** Job A **
Convert the dataset records into a JSON list of strings, with one string for each line and no blank lines. Include every record.
--- begin Text excerpt ---
Personal representatives will be able to obtain an HMRC clearance confirming that they will not be liable to pay any inheritance tax on later discovered pensions – further pension benefits that are discovered after the personal representatives have completed the administration of the estate.
The pension scheme beneficiary(ies) will remain liable for any inheritance tax but will be able to instruct the PSAs of those later discovered pensions to pay the liability to HMRC from the death benefits before the balance is paid to them.
Despite these relaxations, the introduction of inheritance tax on unused pension funds for deaths after 5 April 2027 will significantly add to the administration of an estate for personal representatives. In light of this, many ‘lay’ people nominated as personal representatives may decide not to accept their position.
Inheritance tax is due six months following the end of the month of death and any delays in establishing and paying inheritance tax liabilities could incur late payment interest charges of 4% over The Bank of England base rate. The House of Lords Economic Sub-Committee has, in a recent report, recommended that the inheritance tax liability on pension schemes should only incur interest if the tax liability has not been paid after 12 months.
Planning
Although these measures apply where death occurs after 5 April 2027, it is worth considering action now in contemplation of them coming into effect.
Pension scheme members should review any expressions of wishes or nominations to the pension scheme administrators in light of the changes to the taxation of pensions on death.
As ever, much will depend on the circumstances, but an expression of wishes in favour of the member’s spouse may avoid inheritance tax on the member’s death but then bring any remaining death benefits within the estate of the surviving spouse on his or her subsequent death.
A binding nomination may be more appropriate after 6 April 2027, although some schemes’ rules may need to change to accommodate binding nominations.
Drawing benefits from a pension scheme
As currently, assets held in pension funds are free of inheritance tax, previous accepted planning was to decumulate other assets in the estate before pension assets to minimise inheritance tax liabilities on the estate. Moving forward, it might be more efficient to draw down pension assets first and to consider gifting any ‘surplus’ assets in the estate. Such gifts will then fall out of the inheritance tax net if the donor survives the gift(s) by at least seven years.
Those who have pension funds valued in excess of the amount required to cover their needs and who have not drawn their tax-free cash, could consider taking this before 6 April 2027 if not required, gifting it to, say, family members or a Trust. On the donor’s survival for 7 years, the gift will be free of inheritance tax. Use of trusts, such as discounted gift trusts and/or loan trusts, could allow an income stream and/or access to capital to be retained by the settlor.
If tax-free cash has not been taken and remains in the pension when death occurs after 6 April 2027, that cash could be subject to both inheritance tax (up to 40%) and income tax when drawn down by the beneficiary (at the beneficiary’s marginal rates of income tax).
The aggregate marginal tax rate on these funds could be up to 76% (or even more in certain cases). If the value of the pension death benefits causes the deceased’s estate to exceed £2 million, a reduction in the entitlement to the residence nil rate band could further increase inheritance tax liabilities by up to £140,000.
Those with large pension funds may consider drawing down additional amounts as income from their pension(s) and then gifting any surplus income over their expenditure using the inheritance tax normal expenditure from income (NEI) exemption. Benefits drawn down from the pension fund are taxed as income, so this strategy may work best where such income is taxed at a lower rate than the rate of inheritance tax. There are conditions that need to be met to qualify for the normal expenditure from income exemption.
--- end Text excerpt ---
--- begin Items ---
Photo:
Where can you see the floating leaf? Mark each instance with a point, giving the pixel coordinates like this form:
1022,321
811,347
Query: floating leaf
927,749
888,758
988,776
--- end Items ---
** Job B **
Copy everything in the pension planning text from "Drawing benefits from" down to "least seven years.", changing "seven years" to "five years".

** Complete output A **
[
  "Photo:",
  "Where can you see the floating leaf? Mark each instance with a point, giving the pixel coordinates like this form:",
  "1022,321",
  "811,347",
  "Query: floating leaf",
  "927,749",
  "888,758",
  "988,776"
]

** Complete output B **
Drawing benefits from a pension scheme
As currently, assets held in pension funds are free of inheritance tax, previous accepted planning was to decumulate other assets in the estate before pension assets to minimise inheritance tax liabilities on the estate. Moving forward, it might be more efficient to draw down pension assets first and to consider gifting any ‘surplus’ assets in the estate. Such gifts will then fall out of the inheritance tax net if the donor survives the gift(s) by at least five years.